Opdracht 1 -
Vervang in de tekst over het Amber Alert "telefoons" door "mobiele telefoons" en geef het deel van "Elke dag raken" tot en met "in levensgevaar is." opnieuw weer.
Opdracht 2 -
Vertaal de zin "De politie schat in via een Amber Alert in een klap zo’n twaalf miljoen mensen te kunnen bereiken." uit de tekst over het Amber Alert naar het Engels.
Opdracht 3 -
Schrijf een vervolg op de tekst over het Amber Alert dat aansluit op de laatste zin.

Paginatekst -
———

Elke dag raken in Nederland kinderen zoek, maar een Amber Alert verstuurt de politie alleen bij hoge uitzondering. Hooguit een paar keer per jaar gaat er een oproep uit die binnen tien minuten honderdduizenden telefoons, televisies, radio’s, matrixborden, beeldschermen in stations, supermarkten, tankstations en bioscopen bereikt, en soms zelfs op pinautomaten verschijnt. Burgers worden opgeroepen informatie over een mogelijke verblijfplaats, over voertuigen of betrokkenen bij de vermissing te delen. „Dit is ons allerzwaarste middel”, laat een politiewoordvoerder weten. Het wordt alleen ingezet als een kind mogelijk in levensgevaar is.
De politie schat in via een Amber Alert in een klap zo’n twaalf miljoen mensen te kunnen bereiken. Overal waar je communicatie ziet, kan de oproep worden getoond, zei landelijk coördinator Vermiste personen Izanne de Wit er eerder over. „Met twee woorden kun je direct aan het publiek duidelijk maken: dit is serieus. Daarnaast geef je meteen een handelingsperspectief mee. Je zegt: ‘Kijk mee en help ons!’”
Waarschuwingssysteem
Amber Alert dankt zijn naam aan een Amerikaans meisje. In 1996 werd de negenjarige Amber Hagerman in Texas dood aangetroffen, enkele dagen eerder was ze tijdens het buitenspelen ontvoerd. Na deze gebeurtenis drongen inwoners van de staat aan op een snel en effectief waarschuwingssysteem, zodat burgers beter zouden kunnen meehelpen bij toekomstige vermissingen. Wat begon met meldingen op de lokale radio groeide uit tot een landelijk initiatief met de naam AMBER: America’s Missing: Broadcast Emergency Response.

———

Verkregen gegevens -

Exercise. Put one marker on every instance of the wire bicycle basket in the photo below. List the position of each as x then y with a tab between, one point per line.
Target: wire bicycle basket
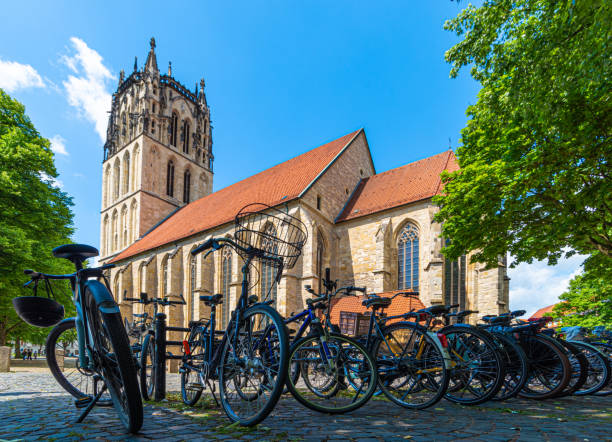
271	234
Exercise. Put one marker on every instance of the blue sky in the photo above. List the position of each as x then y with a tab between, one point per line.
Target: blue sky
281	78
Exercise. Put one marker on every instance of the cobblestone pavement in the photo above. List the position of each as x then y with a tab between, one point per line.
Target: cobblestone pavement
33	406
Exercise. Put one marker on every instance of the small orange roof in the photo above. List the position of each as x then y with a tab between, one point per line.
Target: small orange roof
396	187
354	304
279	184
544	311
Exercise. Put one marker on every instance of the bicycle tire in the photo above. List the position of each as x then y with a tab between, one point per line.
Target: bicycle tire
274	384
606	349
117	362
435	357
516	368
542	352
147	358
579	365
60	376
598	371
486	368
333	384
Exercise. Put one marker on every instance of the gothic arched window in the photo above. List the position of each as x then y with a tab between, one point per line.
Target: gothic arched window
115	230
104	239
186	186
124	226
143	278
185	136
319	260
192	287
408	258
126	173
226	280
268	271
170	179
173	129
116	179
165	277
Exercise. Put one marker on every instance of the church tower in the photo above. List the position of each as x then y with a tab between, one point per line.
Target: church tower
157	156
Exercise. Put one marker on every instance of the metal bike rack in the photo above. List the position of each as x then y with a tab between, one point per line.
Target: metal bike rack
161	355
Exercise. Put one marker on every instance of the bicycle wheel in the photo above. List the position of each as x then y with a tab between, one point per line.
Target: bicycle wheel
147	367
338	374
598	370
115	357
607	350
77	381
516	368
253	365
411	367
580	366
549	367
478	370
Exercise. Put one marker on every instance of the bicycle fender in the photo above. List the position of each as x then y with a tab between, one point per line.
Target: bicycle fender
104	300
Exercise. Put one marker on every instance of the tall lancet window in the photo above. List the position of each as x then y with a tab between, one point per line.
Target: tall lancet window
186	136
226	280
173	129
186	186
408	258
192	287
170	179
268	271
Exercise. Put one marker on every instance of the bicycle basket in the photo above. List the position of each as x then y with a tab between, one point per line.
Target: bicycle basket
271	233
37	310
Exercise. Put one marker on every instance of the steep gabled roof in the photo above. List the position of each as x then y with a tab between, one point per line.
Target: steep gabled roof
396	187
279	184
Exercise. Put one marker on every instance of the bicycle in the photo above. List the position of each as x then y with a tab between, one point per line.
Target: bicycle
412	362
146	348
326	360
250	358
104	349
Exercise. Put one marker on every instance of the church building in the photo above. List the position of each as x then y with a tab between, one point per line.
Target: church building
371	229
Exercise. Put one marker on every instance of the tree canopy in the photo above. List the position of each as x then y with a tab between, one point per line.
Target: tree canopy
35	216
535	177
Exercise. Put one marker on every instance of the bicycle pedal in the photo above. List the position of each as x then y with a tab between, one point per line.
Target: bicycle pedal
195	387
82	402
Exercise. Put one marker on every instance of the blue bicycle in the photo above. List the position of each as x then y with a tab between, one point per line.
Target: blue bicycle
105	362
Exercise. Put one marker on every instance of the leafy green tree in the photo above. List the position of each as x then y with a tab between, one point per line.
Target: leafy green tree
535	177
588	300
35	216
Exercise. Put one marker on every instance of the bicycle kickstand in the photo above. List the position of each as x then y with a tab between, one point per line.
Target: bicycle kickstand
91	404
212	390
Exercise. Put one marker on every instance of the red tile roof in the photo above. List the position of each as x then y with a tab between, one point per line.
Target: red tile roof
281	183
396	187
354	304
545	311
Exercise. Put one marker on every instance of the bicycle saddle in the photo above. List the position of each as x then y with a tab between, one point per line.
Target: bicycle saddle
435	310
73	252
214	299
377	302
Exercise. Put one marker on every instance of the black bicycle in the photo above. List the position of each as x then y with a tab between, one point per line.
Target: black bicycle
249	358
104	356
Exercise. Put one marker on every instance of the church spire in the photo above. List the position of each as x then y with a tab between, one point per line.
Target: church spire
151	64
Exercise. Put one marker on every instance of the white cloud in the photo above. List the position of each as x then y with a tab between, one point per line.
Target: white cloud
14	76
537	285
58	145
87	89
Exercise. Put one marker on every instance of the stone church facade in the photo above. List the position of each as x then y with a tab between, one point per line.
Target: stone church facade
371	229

———

Resultaat 1 -
Elke dag raken in Nederland kinderen zoek, maar een Amber Alert verstuurt de politie alleen bij hoge uitzondering. Hooguit een paar keer per jaar gaat er een oproep uit die binnen tien minuten honderdduizenden mobiele telefoons, televisies, radio’s, matrixborden, beeldschermen in stations, supermarkten, tankstations en bioscopen bereikt, en soms zelfs op pinautomaten verschijnt. Burgers worden opgeroepen informatie over een mogelijke verblijfplaats, over voertuigen of betrokkenen bij de vermissing te delen. „Dit is ons allerzwaarste middel”, laat een politiewoordvoerder weten. Het wordt alleen ingezet als een kind mogelijk in levensgevaar is.

Resultaat 2 -
The police estimate that an Amber Alert can reach some twelve million people in one go.

Resultaat 3 -
In Nederland bestaat Amber Alert sinds 2008. Twee mannen, IT’er Frank Hoen en oud-politieman Carlo Schippers, bundelden hun krachten om een vergelijkbaar systeem op te zetten als in de Verenigde Staten. Ze zagen kansen in de opkomst van sociale netwerken zoals Hyves, vertelde Hoen bij het tienjarig jubileum aan het AD. Met steun van diverse partijen ontwikkelden ze software die niet alleen massaal sms-berichten kon versturen, maar ook gekoppeld kon worden aan systemen van bijvoorbeeld Rijkswaterstaat en de NS. De veelbesproken verdwijning van de Britse peuter Madeleine McCann in 2007 versterkte de behoefte aan een Nederlands Amber Alert. Niet lang daarna besloot de overheid Netpresenter, het bedrijf van Hoen en Schippers, in te huren.
De eerste Amber Alert was meteen succesvol. Op 14 februari 2009 raakte de vierjarige Lorenzo zoek in het centrum van Rotterdam. Binnen twee uur werd hij gevonden: medewerkers van de McDonald’s hadden hem op televisie gezien en in de ballenbak herkend.
Waar burgers toen nog via sms werden ingelicht, gebeurt dat sinds 2021 met een app. Nadat de aanbesteding van Amber Alert werd betwist, verhuisde de dienst naar Burgernet: het platform waarop burgers, politie en gemeenten samenwerken. De politie kocht de merknaam voor 1,8 miljoen euro, onthulde Vrij Nederland. Het opsporingsmiddel werd een overheidsdienst.
Als een vermissing is opgelost, wordt een Amber Alert weer ingetrokken. Hoe vaak de oproep succesvol is, is volgens de politie moeilijk uit te drukken: „Die extra ogen van de burger zijn voor ons heel waardevol, maar het middel staat nooit op zichzelf.” Er is altijd een landelijke meldkamer betrokken waar „24/7” beslissingen worden genomen over de inzet van opsporingsmethodes als speurhonden, een helikopter of het checken van telefoongegevens.
De zoektocht naar de broer en zus uit Dalfsen leidde maandag naar een huis in het midden van België. Daar werden de kinderen ’s nachts gevonden, samen met hun biologische ouders. Die zijn aangehouden op verdenking van het onttrekken van de kinderen – die in een pleeggezin zitten – aan het wettelijk gezag.
De politie deed al gauw een „dringend verzoek” aan iedereen de foto’s te verwijderen en de namen van de betrokkenen niet verder te delen. Vanwege de privacy deelt de politie bij een Amber Alert ook bewust geen achternamen. „Informatie kan nog lang rondgaan op het internet.”